[Labeled-object pointing entries]
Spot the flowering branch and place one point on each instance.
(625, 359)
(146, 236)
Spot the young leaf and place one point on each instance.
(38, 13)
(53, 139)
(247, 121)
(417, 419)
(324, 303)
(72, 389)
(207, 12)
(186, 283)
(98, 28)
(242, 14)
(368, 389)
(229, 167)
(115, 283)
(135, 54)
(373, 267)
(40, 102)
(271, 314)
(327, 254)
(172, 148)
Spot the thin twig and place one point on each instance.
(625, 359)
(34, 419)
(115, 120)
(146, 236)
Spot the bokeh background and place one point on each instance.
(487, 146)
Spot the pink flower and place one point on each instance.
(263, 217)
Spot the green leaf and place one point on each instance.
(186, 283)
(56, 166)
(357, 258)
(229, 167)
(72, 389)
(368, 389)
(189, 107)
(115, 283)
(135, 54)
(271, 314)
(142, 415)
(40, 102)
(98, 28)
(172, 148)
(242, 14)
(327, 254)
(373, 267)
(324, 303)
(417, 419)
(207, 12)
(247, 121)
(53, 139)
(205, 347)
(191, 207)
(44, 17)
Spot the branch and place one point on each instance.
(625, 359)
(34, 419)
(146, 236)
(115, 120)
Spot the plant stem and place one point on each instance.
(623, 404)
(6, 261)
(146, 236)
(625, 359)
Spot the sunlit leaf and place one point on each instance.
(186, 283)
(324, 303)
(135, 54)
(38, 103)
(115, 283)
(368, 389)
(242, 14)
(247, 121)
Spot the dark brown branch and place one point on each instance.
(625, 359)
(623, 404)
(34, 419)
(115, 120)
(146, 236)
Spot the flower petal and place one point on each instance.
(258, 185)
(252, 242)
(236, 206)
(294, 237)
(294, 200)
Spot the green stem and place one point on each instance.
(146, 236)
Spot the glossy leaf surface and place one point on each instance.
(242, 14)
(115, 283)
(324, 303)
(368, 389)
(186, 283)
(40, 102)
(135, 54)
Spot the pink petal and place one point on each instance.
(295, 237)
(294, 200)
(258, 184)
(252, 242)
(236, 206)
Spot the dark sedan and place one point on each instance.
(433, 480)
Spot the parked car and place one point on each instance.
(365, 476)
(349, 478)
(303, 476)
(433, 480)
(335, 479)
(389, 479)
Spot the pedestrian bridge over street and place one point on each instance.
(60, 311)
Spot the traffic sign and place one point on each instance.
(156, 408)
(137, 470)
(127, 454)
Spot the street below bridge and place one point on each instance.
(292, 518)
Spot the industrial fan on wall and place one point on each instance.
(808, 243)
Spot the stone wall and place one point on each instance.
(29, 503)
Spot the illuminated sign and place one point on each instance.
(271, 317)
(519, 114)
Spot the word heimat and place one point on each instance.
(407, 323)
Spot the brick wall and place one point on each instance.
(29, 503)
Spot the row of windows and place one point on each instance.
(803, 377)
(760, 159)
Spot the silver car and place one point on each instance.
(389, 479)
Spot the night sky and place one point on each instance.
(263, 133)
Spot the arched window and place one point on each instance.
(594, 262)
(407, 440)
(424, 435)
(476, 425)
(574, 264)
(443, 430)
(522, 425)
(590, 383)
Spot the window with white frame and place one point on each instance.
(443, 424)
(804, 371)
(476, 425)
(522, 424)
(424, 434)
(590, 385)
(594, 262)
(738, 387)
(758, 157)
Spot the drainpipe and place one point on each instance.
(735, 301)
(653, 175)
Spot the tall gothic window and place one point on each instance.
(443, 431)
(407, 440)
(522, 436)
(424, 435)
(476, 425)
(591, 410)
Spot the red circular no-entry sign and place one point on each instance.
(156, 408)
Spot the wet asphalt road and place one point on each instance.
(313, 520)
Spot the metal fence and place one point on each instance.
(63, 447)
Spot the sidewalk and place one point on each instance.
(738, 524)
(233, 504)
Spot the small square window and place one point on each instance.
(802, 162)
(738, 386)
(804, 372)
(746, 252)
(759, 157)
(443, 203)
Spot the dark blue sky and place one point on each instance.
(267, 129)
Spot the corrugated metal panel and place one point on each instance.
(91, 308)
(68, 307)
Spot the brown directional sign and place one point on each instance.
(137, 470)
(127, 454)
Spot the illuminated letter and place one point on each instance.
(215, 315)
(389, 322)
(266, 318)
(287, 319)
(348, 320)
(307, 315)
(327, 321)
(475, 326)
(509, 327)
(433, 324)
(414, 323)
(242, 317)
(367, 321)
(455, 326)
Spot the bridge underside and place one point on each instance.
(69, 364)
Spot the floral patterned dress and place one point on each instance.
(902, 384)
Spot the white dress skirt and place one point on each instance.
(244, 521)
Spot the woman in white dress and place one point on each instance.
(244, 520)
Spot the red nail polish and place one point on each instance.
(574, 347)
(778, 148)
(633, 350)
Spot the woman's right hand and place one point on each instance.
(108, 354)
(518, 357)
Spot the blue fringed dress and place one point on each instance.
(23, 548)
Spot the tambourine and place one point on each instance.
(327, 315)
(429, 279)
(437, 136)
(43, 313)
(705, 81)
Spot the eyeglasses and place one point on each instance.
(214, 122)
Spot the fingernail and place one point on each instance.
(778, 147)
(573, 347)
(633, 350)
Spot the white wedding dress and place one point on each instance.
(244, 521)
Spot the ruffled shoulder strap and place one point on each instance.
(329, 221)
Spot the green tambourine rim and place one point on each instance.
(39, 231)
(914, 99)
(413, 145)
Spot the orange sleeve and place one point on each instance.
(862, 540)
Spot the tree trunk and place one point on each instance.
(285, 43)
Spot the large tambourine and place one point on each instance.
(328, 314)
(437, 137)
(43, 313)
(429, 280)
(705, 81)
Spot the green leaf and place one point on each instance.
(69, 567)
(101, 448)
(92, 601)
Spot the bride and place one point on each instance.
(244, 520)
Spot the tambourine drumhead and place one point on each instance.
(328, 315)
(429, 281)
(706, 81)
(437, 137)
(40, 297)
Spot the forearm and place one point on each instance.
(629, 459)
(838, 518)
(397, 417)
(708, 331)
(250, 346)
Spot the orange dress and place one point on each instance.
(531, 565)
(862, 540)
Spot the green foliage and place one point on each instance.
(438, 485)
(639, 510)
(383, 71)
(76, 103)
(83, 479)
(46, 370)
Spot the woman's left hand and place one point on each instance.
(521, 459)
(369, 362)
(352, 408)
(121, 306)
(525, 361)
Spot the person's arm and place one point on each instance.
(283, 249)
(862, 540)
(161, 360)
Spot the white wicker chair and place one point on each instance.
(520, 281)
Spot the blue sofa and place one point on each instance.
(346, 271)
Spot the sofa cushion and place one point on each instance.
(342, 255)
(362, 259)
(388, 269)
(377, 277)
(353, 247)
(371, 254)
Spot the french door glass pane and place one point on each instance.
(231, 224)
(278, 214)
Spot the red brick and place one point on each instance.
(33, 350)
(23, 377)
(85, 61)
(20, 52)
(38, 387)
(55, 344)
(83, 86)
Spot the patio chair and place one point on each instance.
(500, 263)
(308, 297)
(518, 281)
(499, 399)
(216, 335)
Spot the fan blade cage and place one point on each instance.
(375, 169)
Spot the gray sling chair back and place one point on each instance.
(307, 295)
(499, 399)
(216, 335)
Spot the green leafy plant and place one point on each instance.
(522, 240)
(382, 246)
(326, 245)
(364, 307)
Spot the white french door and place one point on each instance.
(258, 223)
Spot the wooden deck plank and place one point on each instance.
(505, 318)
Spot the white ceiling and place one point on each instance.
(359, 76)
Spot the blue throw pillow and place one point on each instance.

§ **TASK**: Rewrite everything from the line containing "Spot the white ceiling" down to the end of the material, putting "navy" in place of "blue" and keeping the rest unchanged.

§ **RESPONSE FOR THIS EXERCISE**:
Spot the white ceiling and place one point on each instance.
(359, 76)
Spot the navy throw pillow and place one point on each instance.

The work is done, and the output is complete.